— Begin THE RECORDS —

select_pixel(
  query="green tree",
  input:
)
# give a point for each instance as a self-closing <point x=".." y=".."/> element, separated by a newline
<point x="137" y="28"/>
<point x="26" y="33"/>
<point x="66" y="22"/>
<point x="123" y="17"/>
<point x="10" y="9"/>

— End THE RECORDS —

REQUIRED WORK:
Rewrite the entries above, substituting "line break" for each occurrence of "newline" and keeping everything else the same.

RESULT FOR THIS TASK:
select_pixel(
  query="green tree",
  input:
)
# give a point for each instance as a self-closing <point x=".." y=".."/> element, separated by a line break
<point x="137" y="28"/>
<point x="26" y="33"/>
<point x="66" y="22"/>
<point x="123" y="17"/>
<point x="10" y="9"/>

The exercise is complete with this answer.